> [Text passage]
▼▼▼

Just got back from my first trip to Tinseltown, an appropriate name given I was there Christmas week.
Not for business, just a touristy thing.
Warners Bros studio tour – great. Cirque du Soleil IRIS show – amaze balls!!! (and John Stamos was there too – that guy is ridiculous handsome, one look in his eyes and I… sorry, drifted off there – now I know what it feels like to be a UFO abductee or one my roofied Craigslist dates).
But by far, the best experience was a taping of 2 Broke Girls. Not because I’m a fan (I prefer single cam comedies) but to watch the process, up close, from two rows back.
It was a ‘special episode’, Valentine’s Day. I wanted to hear myself on TV, so I tried to laugh really loud at the lamer jokes, but it turns out that America loves them, so I was always drowned out (only now do I realize that maybe my taste in humor is out of sync with the majority, which is why I’m here typing a blog and not working in LA – world… crashing… illusions… shattered – let me have a moment…)
Okay, took my St. John’s Wart and Ginseng – not really working, but it is fun typing with an erection – though really slow.

▲▲▲

> [Goal 1]
In the blog post about the Christmas-week trip to Los Angeles, what kind of episode of 2 Broke Girls was being taped?
> [Goal 2]
Write the next part of the blog post about the Christmas-week trip to Los Angeles, picking up after its final sentence.

> [Material]
▼▼▼

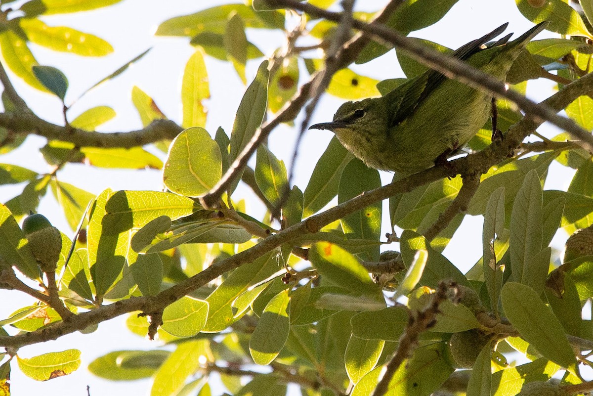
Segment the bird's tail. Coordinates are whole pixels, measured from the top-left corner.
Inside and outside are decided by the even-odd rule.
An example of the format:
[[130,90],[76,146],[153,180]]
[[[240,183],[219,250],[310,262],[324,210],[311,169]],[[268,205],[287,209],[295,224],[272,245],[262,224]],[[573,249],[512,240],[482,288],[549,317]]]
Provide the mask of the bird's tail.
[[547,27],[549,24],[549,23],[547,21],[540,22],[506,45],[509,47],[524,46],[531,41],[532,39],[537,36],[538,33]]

▲▲▲

> [Output 1]
It was a special Valentine's Day episode.

> [Output 2]
As for the show, I spent less time watching the actors than observing the staff, particularly the showrunner, director and writers. Which I’m sure was scary for them – I caught several of them looking at me when the rest of the crowd was watching the show. I’m sure the mixture of drool and envy was not pretty.
Observations from this show:
– just as you expect, all the key people crowded the monitors during every take – and frequently looked into the audience to see how we were really reacting
– on this set, the showrunner (Michael Patrick King) was incredibly involved during taping – directing as much as the actual director and changing up jokes on the fly (or so it appeared)
– when they finished their primary take (and safety), they often did a single of an alternative joke, which for me, was always the funniest one – don’t know if this was for the show or just to keep the audience involved – would love to get an answer on that
– speaking of involved – the show took almost 6 hours to tape – the warm up guy really worked the crowd to keep them ‘up’ for the entire show – that role is really unsung, because with seating worse than a cut-rate airline, I would have fallen asleep, mostly due to asphyxiation
– there was a mixture of twenty-something writers (one asian male, one white female) and several 30/40 something writers, mostly women – no African Americans though – could not tell which ones were the permies and which were the consultants (not much info on IMDB to help)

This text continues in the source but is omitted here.